> [WORK TO DO] Output, unchanged, everything from the line containing "For the frog's foot" down to the last of the lines below, including both of those lines.

> [EXERCISE DATA]
-- -- --
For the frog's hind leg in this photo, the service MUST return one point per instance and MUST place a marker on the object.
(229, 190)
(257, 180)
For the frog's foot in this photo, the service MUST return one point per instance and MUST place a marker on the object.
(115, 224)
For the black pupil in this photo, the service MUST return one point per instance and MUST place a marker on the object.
-- -- --
> [ANSWER TO THE PROBLEM]
For the frog's foot in this photo, the service MUST return one point per instance and MUST place a marker on the object.
(115, 224)
For the black pupil in this photo, the service MUST return one point per instance and MUST place a marker on the object.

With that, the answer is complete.